> [Problem]:
Resume the biographical text about the poet Giuseppe Giusti below, picking up after its last sentence, and leave the entries that follow it alone.

> [Source text]:
○ ○ ○ ○ ○
Giuseppe Celestino Giusti was born at Monsummano Terme, now in the province of Pistoia.

His father, a cultivated and rich man, accustomed his son from childhood to study, and himself taught him, among other subjects, the first rudiments of music. Afterwards, in order to curb his too vivacious disposition, he placed the boy under the charge of a priest near the village, whose severity did perhaps more evil than good. At twelve Giusti was sent to school at Florence, and afterwards to Pistoia and to Lucca; and during those years he wrote his first verses.

In 1826, Giusti went to study law at the University of Pisa. He disliked the subject. Partly because of a political satire he wrote that displeased authorities, it took him eight years, instead of the customary four, before he eventually earned a law degree in 1834. On graduating, Giusti proceeded to establish himself in Florence, Italy, claiming to his parents it was to practice law, but he instead pursued his literary interests. Despite earning a degree, he would never practice law.
○ ○ ○ ○ ○
> [Given entries]:
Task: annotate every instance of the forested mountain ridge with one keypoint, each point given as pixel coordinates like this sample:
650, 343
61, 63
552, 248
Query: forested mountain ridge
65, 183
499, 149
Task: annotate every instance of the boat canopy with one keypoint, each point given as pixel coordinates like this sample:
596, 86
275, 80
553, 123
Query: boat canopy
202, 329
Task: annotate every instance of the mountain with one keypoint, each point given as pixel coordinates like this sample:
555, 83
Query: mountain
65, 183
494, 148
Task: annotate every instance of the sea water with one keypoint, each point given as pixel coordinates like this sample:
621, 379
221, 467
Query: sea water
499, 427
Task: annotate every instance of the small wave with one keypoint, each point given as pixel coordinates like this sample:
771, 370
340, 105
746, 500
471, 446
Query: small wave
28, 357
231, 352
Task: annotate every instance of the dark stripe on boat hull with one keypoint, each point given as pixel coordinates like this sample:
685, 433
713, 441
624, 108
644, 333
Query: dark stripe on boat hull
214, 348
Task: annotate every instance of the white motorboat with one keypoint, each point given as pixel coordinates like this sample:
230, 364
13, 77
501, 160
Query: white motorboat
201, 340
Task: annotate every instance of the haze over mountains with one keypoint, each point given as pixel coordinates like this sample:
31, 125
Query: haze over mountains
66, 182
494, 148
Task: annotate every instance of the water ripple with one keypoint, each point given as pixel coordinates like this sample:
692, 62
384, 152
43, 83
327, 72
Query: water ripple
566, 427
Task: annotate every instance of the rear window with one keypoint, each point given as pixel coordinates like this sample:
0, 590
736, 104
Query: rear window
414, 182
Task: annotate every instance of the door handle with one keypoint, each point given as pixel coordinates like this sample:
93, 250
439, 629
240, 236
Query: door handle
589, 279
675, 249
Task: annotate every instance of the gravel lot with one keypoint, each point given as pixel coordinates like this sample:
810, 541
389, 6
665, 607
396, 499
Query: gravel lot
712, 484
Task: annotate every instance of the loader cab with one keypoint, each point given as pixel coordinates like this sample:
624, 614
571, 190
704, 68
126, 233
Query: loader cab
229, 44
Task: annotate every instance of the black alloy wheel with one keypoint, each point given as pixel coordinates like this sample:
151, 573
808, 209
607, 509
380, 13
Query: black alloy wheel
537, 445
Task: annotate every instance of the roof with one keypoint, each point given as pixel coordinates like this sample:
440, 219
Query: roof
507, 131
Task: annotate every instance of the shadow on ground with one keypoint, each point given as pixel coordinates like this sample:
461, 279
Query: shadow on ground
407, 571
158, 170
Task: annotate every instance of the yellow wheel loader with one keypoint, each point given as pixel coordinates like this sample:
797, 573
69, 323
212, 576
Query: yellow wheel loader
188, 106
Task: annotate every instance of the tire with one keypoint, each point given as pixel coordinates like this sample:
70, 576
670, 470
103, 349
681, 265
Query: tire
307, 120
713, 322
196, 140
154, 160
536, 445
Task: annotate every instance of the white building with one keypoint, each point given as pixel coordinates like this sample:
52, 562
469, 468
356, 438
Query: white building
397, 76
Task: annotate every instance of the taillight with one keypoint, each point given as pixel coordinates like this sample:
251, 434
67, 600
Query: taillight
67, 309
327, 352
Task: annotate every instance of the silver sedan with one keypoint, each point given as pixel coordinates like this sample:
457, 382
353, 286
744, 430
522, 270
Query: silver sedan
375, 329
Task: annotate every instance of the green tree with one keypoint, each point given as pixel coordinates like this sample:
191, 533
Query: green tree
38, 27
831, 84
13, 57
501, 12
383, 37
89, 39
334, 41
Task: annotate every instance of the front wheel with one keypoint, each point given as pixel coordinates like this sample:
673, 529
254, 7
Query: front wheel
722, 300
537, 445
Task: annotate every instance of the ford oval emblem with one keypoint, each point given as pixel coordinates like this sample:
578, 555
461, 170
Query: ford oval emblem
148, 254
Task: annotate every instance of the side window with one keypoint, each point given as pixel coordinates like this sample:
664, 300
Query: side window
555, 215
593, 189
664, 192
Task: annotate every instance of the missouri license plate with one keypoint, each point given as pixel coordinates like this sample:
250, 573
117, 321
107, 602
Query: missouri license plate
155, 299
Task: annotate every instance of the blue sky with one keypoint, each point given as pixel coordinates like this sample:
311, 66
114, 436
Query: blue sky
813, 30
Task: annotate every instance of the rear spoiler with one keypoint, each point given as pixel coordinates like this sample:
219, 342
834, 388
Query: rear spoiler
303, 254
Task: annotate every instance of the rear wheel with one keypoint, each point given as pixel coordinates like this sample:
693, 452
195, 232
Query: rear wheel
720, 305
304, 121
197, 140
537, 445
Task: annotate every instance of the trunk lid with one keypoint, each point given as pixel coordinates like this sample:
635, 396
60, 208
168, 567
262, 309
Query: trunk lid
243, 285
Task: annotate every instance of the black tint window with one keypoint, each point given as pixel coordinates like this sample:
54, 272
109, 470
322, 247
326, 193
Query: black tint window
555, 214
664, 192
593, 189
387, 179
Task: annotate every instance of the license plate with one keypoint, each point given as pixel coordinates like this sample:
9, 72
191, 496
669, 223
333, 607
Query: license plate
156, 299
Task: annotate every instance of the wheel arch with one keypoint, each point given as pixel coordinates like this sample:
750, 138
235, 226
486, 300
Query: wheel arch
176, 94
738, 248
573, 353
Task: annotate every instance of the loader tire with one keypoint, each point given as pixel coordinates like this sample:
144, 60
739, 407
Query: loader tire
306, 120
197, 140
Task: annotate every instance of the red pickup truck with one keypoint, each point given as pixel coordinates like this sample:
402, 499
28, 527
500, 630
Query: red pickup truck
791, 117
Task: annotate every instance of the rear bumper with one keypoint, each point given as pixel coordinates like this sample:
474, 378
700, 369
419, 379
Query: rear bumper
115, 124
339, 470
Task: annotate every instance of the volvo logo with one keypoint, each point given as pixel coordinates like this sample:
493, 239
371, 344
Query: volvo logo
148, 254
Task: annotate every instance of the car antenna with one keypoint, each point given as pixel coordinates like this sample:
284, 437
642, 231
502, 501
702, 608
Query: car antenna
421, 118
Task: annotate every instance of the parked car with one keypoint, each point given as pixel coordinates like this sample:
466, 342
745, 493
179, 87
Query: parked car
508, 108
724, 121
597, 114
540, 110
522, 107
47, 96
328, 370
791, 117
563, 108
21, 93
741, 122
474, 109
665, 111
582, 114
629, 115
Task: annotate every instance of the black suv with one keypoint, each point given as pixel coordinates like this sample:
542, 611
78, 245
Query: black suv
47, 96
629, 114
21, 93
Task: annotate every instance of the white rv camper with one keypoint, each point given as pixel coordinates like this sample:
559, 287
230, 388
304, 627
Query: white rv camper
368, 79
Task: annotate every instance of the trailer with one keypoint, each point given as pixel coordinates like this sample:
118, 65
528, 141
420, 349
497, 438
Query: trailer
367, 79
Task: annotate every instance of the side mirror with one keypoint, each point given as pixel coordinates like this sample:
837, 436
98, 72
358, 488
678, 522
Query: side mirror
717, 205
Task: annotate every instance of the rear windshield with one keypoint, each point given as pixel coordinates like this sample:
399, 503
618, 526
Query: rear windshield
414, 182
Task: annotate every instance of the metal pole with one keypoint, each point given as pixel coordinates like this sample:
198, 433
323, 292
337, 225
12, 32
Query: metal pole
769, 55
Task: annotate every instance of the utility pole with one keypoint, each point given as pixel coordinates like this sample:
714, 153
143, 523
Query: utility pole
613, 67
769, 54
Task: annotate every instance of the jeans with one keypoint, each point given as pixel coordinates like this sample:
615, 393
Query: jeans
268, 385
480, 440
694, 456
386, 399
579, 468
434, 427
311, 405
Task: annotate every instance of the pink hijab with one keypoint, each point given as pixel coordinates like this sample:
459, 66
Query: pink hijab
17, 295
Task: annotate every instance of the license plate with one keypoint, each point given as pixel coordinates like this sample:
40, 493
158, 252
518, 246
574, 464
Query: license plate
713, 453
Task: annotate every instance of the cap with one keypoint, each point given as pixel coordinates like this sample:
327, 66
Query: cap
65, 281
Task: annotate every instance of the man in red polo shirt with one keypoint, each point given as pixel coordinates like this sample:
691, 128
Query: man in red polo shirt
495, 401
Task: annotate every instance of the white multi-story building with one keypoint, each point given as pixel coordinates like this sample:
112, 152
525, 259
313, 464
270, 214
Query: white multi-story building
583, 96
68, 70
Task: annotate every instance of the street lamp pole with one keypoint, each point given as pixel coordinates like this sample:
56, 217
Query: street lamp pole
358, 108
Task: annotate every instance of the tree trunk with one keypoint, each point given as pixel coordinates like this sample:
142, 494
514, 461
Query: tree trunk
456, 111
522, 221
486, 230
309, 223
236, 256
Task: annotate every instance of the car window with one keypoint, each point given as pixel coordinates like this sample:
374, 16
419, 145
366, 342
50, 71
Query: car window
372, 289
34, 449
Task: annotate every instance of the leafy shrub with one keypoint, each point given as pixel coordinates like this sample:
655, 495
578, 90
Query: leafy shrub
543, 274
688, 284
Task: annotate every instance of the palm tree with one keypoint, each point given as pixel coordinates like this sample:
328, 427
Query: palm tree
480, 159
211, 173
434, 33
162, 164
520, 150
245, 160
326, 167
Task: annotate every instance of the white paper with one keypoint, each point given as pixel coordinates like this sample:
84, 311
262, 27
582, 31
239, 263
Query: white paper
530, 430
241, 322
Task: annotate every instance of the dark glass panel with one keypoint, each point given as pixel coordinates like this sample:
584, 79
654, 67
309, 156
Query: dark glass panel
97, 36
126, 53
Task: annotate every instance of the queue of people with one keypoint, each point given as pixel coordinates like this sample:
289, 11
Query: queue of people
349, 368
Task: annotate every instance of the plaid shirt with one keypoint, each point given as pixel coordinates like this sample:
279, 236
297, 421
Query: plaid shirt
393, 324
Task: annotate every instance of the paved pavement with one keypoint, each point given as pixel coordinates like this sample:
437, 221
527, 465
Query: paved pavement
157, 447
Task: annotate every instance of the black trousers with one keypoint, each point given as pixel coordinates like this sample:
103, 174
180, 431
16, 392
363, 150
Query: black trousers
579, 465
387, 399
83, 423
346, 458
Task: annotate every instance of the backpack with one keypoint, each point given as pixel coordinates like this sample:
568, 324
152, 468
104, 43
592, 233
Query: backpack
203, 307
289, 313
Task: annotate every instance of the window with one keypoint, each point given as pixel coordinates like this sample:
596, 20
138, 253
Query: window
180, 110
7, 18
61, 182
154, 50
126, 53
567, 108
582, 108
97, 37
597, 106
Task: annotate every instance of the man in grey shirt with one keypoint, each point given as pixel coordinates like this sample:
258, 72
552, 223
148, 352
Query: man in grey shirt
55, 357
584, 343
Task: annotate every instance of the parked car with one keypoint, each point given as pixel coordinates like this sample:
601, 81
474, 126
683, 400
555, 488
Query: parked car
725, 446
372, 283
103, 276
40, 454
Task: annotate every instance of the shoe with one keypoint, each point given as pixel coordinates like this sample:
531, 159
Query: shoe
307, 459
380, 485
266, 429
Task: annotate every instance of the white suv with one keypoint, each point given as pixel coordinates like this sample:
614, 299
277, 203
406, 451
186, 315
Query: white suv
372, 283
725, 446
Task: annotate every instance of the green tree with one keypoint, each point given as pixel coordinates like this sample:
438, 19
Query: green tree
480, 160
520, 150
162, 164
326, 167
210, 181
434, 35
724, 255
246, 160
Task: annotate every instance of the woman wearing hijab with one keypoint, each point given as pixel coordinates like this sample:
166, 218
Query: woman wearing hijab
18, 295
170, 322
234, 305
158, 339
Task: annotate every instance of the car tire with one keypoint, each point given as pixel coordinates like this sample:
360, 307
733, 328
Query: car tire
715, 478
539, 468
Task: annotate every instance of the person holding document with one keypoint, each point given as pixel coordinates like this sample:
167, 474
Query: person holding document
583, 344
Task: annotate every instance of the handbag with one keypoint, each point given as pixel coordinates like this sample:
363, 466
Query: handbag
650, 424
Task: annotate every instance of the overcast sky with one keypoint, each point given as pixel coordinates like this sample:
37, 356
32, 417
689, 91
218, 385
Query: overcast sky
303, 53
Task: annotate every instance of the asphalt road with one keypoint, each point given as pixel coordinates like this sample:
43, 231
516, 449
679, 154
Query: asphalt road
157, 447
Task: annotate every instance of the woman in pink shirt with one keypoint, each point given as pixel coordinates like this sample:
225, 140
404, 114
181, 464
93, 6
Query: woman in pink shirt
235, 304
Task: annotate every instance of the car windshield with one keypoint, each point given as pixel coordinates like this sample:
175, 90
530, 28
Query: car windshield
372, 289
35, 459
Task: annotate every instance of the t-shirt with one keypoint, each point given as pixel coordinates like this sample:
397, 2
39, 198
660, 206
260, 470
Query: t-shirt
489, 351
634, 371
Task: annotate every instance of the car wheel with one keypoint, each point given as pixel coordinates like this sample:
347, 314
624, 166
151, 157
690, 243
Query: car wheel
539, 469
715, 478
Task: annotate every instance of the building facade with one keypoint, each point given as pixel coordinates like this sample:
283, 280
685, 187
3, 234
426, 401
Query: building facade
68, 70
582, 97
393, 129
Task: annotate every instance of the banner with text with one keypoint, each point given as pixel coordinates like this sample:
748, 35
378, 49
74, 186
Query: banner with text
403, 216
○ ○ ○ ○ ○
> [Expected answer]:
He lived gaily, though his father kept him short of money, and learned to know the world, seeing the vices of society, and the folly of certain laws and customs from which his country was suffering. The experience thus gained, he turned to good account in the use he made of it in his satire.

His father had, in the meantime, changed his place of abode to Pescia; but Giuseppe did worse there, and in November 1832, his father having paid his debts, he returned to study at Pisa, seriously enamoured of a woman whom he could not marry, but now commencing to write earnestly in behalf of his country. With the poem called La Ghigliottina (the guillotine), Giusti began to strike out a path for himself and thus revealed his great genius. From this time, he showed himself the Italian Béranger, and even surpassed the Frenchman in richness of language, refinement of humour and depth of satirical conception. In Béranger, there is more feeling for what is needed for popular poetry. His poetry is less studied, its vivacity perhaps more boisterous, more spontaneous; but Giusti, in both manner and conception, is perhaps more elegant, more refined, more penetrating.

In 1834, Giusti, having at last earned a degree in the legal profession, left Pisa to go to Florence, nominally to practice with the advocate Capoquadri, but once there, he set out to enjoy life in the then-capital of Italy, Tuscany, where he devoted himself to literary interests.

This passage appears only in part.